▶ _Task brief_
Rewrite everything from the line containing "Segment every instance of the <item>deer leg</item>" down to the line containing "93 230 L 96", substituting "reduced" for "simplified" and leaving all else unchanged.

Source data
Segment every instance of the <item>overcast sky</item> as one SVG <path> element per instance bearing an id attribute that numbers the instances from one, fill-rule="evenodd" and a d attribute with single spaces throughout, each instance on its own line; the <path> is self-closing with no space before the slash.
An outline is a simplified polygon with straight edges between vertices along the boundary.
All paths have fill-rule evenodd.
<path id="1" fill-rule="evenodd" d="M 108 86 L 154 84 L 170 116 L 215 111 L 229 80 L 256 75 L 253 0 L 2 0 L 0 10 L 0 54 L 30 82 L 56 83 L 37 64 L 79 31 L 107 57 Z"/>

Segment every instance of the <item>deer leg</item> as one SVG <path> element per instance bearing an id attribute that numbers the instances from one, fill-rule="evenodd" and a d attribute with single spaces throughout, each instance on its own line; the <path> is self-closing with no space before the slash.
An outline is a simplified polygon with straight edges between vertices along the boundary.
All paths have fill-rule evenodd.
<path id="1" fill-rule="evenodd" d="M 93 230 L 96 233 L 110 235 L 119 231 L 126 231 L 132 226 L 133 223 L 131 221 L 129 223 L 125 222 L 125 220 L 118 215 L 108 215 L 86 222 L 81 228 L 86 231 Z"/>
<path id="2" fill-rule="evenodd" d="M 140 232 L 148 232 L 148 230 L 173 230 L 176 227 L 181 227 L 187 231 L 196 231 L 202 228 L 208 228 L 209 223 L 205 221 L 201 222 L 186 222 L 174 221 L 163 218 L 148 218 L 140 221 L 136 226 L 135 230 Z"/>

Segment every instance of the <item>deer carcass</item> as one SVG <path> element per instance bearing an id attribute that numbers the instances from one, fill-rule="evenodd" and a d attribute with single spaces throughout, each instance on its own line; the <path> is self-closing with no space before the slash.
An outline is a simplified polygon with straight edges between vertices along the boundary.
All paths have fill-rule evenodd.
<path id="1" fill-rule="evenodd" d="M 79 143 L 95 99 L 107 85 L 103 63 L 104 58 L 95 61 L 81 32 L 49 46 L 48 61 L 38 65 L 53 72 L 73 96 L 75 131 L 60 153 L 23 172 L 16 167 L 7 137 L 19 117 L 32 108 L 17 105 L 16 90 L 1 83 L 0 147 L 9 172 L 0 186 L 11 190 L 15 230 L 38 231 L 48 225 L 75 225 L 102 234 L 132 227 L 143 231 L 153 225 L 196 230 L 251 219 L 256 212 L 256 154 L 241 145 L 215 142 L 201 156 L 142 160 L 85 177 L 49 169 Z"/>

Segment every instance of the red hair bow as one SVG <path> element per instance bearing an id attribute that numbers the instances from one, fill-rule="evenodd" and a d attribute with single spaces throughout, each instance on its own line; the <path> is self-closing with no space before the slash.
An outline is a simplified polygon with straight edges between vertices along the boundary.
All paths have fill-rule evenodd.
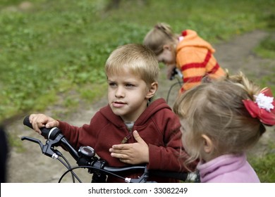
<path id="1" fill-rule="evenodd" d="M 275 125 L 275 101 L 270 88 L 263 89 L 260 93 L 254 96 L 255 101 L 243 100 L 246 109 L 252 117 L 259 118 L 267 125 Z"/>

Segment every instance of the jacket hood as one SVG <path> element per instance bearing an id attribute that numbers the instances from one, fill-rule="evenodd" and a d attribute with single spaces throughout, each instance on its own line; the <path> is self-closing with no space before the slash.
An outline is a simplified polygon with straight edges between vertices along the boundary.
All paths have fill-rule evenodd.
<path id="1" fill-rule="evenodd" d="M 185 30 L 182 32 L 182 36 L 183 37 L 183 39 L 178 42 L 176 47 L 177 52 L 186 46 L 202 47 L 210 50 L 212 53 L 215 52 L 215 49 L 212 47 L 212 46 L 200 37 L 197 32 L 193 30 Z"/>
<path id="2" fill-rule="evenodd" d="M 144 125 L 150 117 L 156 113 L 157 111 L 163 109 L 168 108 L 171 110 L 171 108 L 166 104 L 164 99 L 158 99 L 153 101 L 149 103 L 147 108 L 140 115 L 140 116 L 135 121 L 135 125 Z M 125 123 L 121 117 L 115 115 L 111 109 L 111 107 L 108 105 L 99 110 L 99 112 L 103 116 L 104 116 L 109 122 L 116 125 L 118 127 L 125 127 Z"/>

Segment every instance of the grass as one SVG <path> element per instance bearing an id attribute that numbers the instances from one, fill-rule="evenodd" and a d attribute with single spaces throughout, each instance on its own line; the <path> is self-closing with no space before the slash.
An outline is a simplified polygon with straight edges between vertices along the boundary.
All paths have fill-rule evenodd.
<path id="1" fill-rule="evenodd" d="M 1 1 L 0 122 L 47 106 L 76 108 L 80 101 L 100 98 L 109 53 L 119 45 L 141 43 L 158 22 L 175 32 L 195 30 L 213 44 L 275 28 L 274 0 L 122 0 L 118 8 L 106 10 L 109 1 L 33 0 L 25 7 L 20 0 Z M 255 51 L 274 58 L 274 46 L 271 36 Z M 261 79 L 252 77 L 275 91 L 270 69 Z"/>
<path id="2" fill-rule="evenodd" d="M 122 1 L 118 9 L 107 11 L 108 2 L 35 0 L 24 9 L 21 1 L 1 1 L 0 121 L 42 110 L 60 95 L 71 97 L 68 103 L 100 97 L 102 91 L 80 87 L 101 89 L 111 51 L 141 43 L 157 22 L 170 24 L 175 32 L 196 30 L 213 43 L 274 25 L 274 1 Z M 72 89 L 79 99 L 70 96 Z"/>

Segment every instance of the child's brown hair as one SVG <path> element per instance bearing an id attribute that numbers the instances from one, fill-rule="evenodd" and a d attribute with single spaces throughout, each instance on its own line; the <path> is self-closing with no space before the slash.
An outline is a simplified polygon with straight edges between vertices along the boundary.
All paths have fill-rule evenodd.
<path id="1" fill-rule="evenodd" d="M 254 101 L 260 91 L 241 72 L 217 81 L 202 83 L 180 95 L 173 111 L 183 120 L 183 142 L 192 161 L 200 158 L 202 134 L 214 144 L 212 157 L 238 153 L 257 142 L 265 132 L 258 119 L 251 116 L 243 101 Z"/>

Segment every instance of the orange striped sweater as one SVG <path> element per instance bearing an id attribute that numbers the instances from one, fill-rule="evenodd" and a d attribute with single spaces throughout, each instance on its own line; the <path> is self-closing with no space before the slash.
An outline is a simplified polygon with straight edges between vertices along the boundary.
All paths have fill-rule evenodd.
<path id="1" fill-rule="evenodd" d="M 225 76 L 225 72 L 213 56 L 215 49 L 209 43 L 193 30 L 183 31 L 182 36 L 183 39 L 176 47 L 177 68 L 183 75 L 181 92 L 200 84 L 206 75 L 210 79 Z"/>

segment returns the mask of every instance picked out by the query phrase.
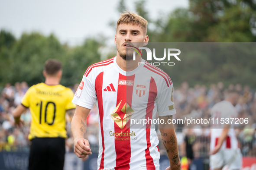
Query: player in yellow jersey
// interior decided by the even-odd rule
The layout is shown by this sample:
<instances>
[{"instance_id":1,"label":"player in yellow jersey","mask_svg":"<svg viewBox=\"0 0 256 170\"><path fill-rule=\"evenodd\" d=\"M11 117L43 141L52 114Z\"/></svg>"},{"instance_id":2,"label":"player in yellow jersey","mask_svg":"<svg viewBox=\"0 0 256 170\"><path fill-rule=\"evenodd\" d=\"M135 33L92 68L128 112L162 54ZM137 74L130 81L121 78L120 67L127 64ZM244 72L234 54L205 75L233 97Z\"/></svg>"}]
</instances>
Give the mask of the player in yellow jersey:
<instances>
[{"instance_id":1,"label":"player in yellow jersey","mask_svg":"<svg viewBox=\"0 0 256 170\"><path fill-rule=\"evenodd\" d=\"M20 115L30 109L29 170L63 170L67 137L65 115L67 111L69 116L74 112L75 105L71 102L74 93L59 84L62 66L58 60L46 61L43 74L45 83L30 87L13 114L15 123L20 126Z\"/></svg>"}]
</instances>

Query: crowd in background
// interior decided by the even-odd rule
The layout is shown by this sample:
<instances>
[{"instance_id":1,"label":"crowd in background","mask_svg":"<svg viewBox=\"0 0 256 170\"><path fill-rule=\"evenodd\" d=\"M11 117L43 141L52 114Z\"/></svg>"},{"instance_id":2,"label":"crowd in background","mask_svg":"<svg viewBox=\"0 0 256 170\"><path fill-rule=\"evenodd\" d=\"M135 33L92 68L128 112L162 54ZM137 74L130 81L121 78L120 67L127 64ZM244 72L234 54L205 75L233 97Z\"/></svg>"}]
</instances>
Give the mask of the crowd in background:
<instances>
[{"instance_id":1,"label":"crowd in background","mask_svg":"<svg viewBox=\"0 0 256 170\"><path fill-rule=\"evenodd\" d=\"M78 84L71 88L75 92ZM22 129L15 128L12 112L21 100L29 87L26 82L16 82L12 86L7 83L0 94L0 151L25 151L29 150L30 142L28 139L31 116L29 109L23 114L25 126ZM240 95L236 108L239 118L248 118L250 123L241 124L236 129L239 145L243 156L256 156L256 93L248 86L243 87L240 84L230 84L224 88L221 82L212 84L209 88L196 85L190 88L186 82L179 87L175 87L174 98L177 113L174 119L208 119L211 117L211 110L213 105L224 98L228 89L235 89ZM70 130L70 123L67 117L66 129L68 138L66 140L66 152L73 152L73 141ZM193 124L185 127L183 124L176 125L177 137L180 154L186 155L185 139L189 139L195 157L207 157L210 150L210 128L204 127L204 124ZM207 126L206 125L205 126ZM188 129L188 128L189 128ZM159 130L157 129L159 138L161 139ZM99 150L98 111L96 105L91 110L87 119L87 131L85 138L90 143L92 152ZM166 154L162 142L159 145L160 154Z\"/></svg>"}]
</instances>

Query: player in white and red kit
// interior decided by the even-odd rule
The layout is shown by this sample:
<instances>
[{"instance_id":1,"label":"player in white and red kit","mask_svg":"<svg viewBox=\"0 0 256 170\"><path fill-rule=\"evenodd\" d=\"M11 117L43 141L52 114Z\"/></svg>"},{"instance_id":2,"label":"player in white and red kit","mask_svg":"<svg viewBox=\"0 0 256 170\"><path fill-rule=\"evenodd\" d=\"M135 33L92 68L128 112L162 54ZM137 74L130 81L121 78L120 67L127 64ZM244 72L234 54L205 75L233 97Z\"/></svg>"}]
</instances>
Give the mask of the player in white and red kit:
<instances>
[{"instance_id":1,"label":"player in white and red kit","mask_svg":"<svg viewBox=\"0 0 256 170\"><path fill-rule=\"evenodd\" d=\"M239 97L237 92L229 91L225 100L212 108L211 117L214 121L212 124L211 135L210 166L211 170L221 170L226 165L232 170L240 170L242 167L242 154L234 129L234 119L237 116L234 106L237 104ZM224 121L227 124L222 124L221 120L222 123Z\"/></svg>"},{"instance_id":2,"label":"player in white and red kit","mask_svg":"<svg viewBox=\"0 0 256 170\"><path fill-rule=\"evenodd\" d=\"M77 105L71 123L74 152L80 158L91 154L84 137L86 117L97 104L100 170L159 168L159 139L155 129L150 124L147 128L136 128L130 124L131 119L153 119L157 112L163 118L171 118L176 113L169 77L155 66L138 66L138 62L146 62L140 57L133 60L132 55L126 55L129 43L148 41L147 24L137 14L121 15L115 36L117 56L87 69L73 100ZM170 161L170 167L166 170L180 169L174 129L159 130Z\"/></svg>"}]
</instances>

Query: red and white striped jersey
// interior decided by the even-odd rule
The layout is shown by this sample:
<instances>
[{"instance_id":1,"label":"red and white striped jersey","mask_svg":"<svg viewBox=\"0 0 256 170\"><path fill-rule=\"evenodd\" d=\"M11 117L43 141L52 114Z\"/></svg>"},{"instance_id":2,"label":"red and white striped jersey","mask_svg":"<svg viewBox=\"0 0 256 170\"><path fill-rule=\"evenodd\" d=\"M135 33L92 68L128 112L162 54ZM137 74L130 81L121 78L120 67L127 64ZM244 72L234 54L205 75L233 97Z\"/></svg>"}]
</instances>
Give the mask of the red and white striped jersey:
<instances>
[{"instance_id":1,"label":"red and white striped jersey","mask_svg":"<svg viewBox=\"0 0 256 170\"><path fill-rule=\"evenodd\" d=\"M155 129L133 129L130 125L134 118L154 119L157 112L159 116L175 114L172 82L154 66L140 65L126 72L116 59L89 67L72 101L88 109L97 102L98 169L159 170L159 140Z\"/></svg>"},{"instance_id":2,"label":"red and white striped jersey","mask_svg":"<svg viewBox=\"0 0 256 170\"><path fill-rule=\"evenodd\" d=\"M228 131L228 136L223 142L221 148L237 149L238 148L237 140L233 126L236 121L235 118L237 116L237 113L236 108L228 101L222 101L213 106L211 109L211 117L214 118L214 124L212 124L211 129L211 150L212 150L217 145L218 140L223 129L221 128L224 127L224 121L225 123L230 124L230 129ZM217 119L218 119L218 120ZM233 120L231 124L232 120ZM228 122L228 120L229 122Z\"/></svg>"}]
</instances>

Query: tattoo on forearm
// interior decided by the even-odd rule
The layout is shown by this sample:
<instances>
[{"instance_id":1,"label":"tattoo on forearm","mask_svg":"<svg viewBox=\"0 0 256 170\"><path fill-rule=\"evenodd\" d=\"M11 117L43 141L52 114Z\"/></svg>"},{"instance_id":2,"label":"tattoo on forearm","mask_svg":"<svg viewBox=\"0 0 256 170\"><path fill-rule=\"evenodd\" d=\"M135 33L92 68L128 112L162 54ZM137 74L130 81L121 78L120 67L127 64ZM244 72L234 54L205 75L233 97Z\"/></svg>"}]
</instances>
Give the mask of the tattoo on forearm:
<instances>
[{"instance_id":1,"label":"tattoo on forearm","mask_svg":"<svg viewBox=\"0 0 256 170\"><path fill-rule=\"evenodd\" d=\"M162 141L163 142L163 144L164 145L164 146L165 147L165 150L166 151L166 152L167 152L167 153L169 153L169 149L168 149L167 147L166 147L166 146L165 146L166 141L165 141L164 140L163 140L162 139Z\"/></svg>"},{"instance_id":2,"label":"tattoo on forearm","mask_svg":"<svg viewBox=\"0 0 256 170\"><path fill-rule=\"evenodd\" d=\"M178 165L178 154L175 154L172 156L172 164L174 165Z\"/></svg>"},{"instance_id":3,"label":"tattoo on forearm","mask_svg":"<svg viewBox=\"0 0 256 170\"><path fill-rule=\"evenodd\" d=\"M164 133L163 132L162 132L161 133L161 135L162 135L162 136L167 136L167 134L165 133Z\"/></svg>"},{"instance_id":4,"label":"tattoo on forearm","mask_svg":"<svg viewBox=\"0 0 256 170\"><path fill-rule=\"evenodd\" d=\"M83 120L81 120L81 124L83 125L83 126L80 127L80 131L84 133L84 138L85 137L85 132L86 132L86 125L84 123Z\"/></svg>"},{"instance_id":5,"label":"tattoo on forearm","mask_svg":"<svg viewBox=\"0 0 256 170\"><path fill-rule=\"evenodd\" d=\"M86 125L84 124L84 122L83 122L82 120L81 120L81 124L82 125L83 125L83 126L84 126L84 128L86 128Z\"/></svg>"},{"instance_id":6,"label":"tattoo on forearm","mask_svg":"<svg viewBox=\"0 0 256 170\"><path fill-rule=\"evenodd\" d=\"M167 136L167 134L162 132L161 135L164 136ZM175 137L173 135L172 135L170 137L170 140L166 142L166 141L162 139L162 142L163 142L163 144L165 147L165 150L166 150L166 152L167 152L167 153L169 153L170 151L174 153L174 151L176 149L176 147L175 146L173 146L173 145L175 143ZM168 146L168 145L171 146Z\"/></svg>"}]
</instances>

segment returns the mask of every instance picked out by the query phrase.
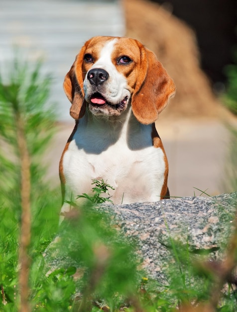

▶ _Problem solution_
Segment every instance of the <item>deer leg</item> as one SVG <path> element per instance bearing an id attribute that numbers the instances from one, fill-rule="evenodd" and a d attribute with single spaces throughout, each instance on its own line; the <path> is self-closing with no space before the slash.
An outline is a reduced polygon with straight edges between vertices along the boundary.
All paths have fill-rule evenodd.
<path id="1" fill-rule="evenodd" d="M 93 230 L 96 233 L 110 235 L 119 231 L 126 231 L 132 226 L 133 223 L 131 221 L 129 223 L 125 222 L 125 220 L 118 215 L 108 215 L 86 222 L 81 228 L 86 231 Z"/>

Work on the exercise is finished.